┌──

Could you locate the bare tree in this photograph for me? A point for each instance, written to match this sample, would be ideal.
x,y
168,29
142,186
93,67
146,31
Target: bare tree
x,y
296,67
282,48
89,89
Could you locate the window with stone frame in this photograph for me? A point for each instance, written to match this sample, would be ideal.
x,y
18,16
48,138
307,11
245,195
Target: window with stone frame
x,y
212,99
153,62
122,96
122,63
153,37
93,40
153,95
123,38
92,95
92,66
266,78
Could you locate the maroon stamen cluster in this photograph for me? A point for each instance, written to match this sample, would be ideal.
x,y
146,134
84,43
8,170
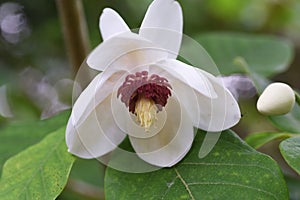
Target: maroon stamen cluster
x,y
140,85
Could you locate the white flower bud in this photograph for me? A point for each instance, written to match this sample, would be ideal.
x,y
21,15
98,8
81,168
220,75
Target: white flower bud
x,y
276,99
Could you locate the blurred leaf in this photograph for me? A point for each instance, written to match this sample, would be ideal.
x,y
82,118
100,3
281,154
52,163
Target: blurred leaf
x,y
257,140
289,122
39,172
85,184
232,170
290,150
16,136
265,55
293,186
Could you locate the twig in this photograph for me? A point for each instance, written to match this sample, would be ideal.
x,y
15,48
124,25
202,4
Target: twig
x,y
75,30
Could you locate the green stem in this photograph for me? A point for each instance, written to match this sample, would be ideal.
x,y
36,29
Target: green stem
x,y
241,62
74,30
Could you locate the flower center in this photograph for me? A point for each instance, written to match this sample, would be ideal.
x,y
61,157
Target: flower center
x,y
144,96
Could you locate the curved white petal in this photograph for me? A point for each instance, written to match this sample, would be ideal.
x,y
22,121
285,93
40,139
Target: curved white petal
x,y
125,51
170,145
97,135
100,87
219,113
111,24
163,24
188,75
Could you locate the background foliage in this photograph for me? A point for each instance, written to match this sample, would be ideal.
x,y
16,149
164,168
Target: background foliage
x,y
36,54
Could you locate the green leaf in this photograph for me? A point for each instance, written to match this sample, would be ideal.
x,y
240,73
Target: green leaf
x,y
290,150
257,140
289,122
232,170
16,136
265,55
39,172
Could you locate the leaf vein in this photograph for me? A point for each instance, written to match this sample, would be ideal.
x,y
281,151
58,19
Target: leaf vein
x,y
233,184
184,183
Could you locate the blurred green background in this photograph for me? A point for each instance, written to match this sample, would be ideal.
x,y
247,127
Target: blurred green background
x,y
33,54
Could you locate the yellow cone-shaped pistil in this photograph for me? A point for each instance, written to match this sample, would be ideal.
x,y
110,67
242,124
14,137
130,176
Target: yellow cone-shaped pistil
x,y
145,111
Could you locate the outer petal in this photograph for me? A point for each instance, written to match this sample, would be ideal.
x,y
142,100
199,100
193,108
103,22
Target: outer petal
x,y
97,135
188,75
100,87
174,140
219,113
111,24
163,25
125,51
89,135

└──

### Instructions for the task
Could the listing above be printed again in full, with every picture omitted?

### Exercise answer
Could you locate the bare tree in this photograph for me? A point for each instance, written to match this sample, would be ideal.
x,y
168,29
142,186
93,67
146,31
Target: bare tree
x,y
296,67
282,48
89,89
Could you locate the window with stone frame in this photograph for me? A point for each instance, written to match this sample, would be ideal.
x,y
18,16
48,138
307,11
245,195
Target: window with stone frame
x,y
212,99
153,62
122,96
122,63
153,37
93,40
153,95
123,38
92,95
92,66
266,78
Could you locate the maroon stamen cluster in this photograph for me? A point for each instance, written to match this sample, would be ideal.
x,y
146,134
84,43
8,170
Target: maroon stamen cluster
x,y
140,85
Could you locate the white flower bud in this photograph for me? A point for each instance, written to match this sample, would be ideal.
x,y
21,15
98,8
81,168
220,75
Target: white flower bud
x,y
276,99
Could you locate the blurred leaf in this photograph for me? A point for each instance, written to match this sample, would be ideal.
x,y
82,118
100,3
281,154
52,163
Target: blurred leaf
x,y
257,140
289,122
39,172
85,184
232,170
290,150
16,136
265,55
293,186
Could you locate the twig in this photograph for me? A point for each instance, written to match this sample, would be ideal.
x,y
15,48
124,25
202,4
Target: twig
x,y
75,30
Could you locate the green stem in this photograph for me? A point for each instance, written to match this sample, would be ideal.
x,y
36,29
Target: green stem
x,y
241,62
74,30
Could you locate the flower center in this photograph for me? A point for each instance, written to match this sample, would be ideal.
x,y
61,157
Target: flower center
x,y
144,96
Could you locate the curved white petal in this photograph for me? A point for each instance, written to match this sample, would be ideal.
x,y
22,121
285,93
40,139
Target: curved white petal
x,y
125,51
170,145
97,135
100,87
219,113
111,24
163,24
188,75
Could you locate the background foliage in this photograph for me? A point for each instance, written to match this sample, would be ideal.
x,y
16,149
164,168
Target: background foliage
x,y
36,54
Could you locate the green leaf in this photograph for me? A point for each instance, written to match this sample, would be ideal.
x,y
240,73
Target: green leaf
x,y
290,150
257,140
289,122
232,170
16,136
265,55
39,172
Could you locate the leaf vein in this photograph for me? A point for each instance, written to match this sample, would be ideal.
x,y
281,151
58,19
Target: leaf vein
x,y
233,184
184,183
Could you locate the blurred green background in this photograph for me? A point for each instance, written to match this sample, would be ideal.
x,y
247,127
Target: blurred green background
x,y
33,54
Could you locate the yellow cone-shaped pistil in this photograph for me? A point for each instance, written to match this sample, would be ideal.
x,y
110,67
242,124
14,137
130,176
Target: yellow cone-shaped pistil
x,y
145,111
Could you locate the outer petal in this photograph for me? A point for each instance, written to match this sample, would be ideal.
x,y
142,100
199,100
193,108
103,22
Target: outer petal
x,y
97,135
188,75
100,87
174,140
219,113
111,24
163,25
125,51
89,135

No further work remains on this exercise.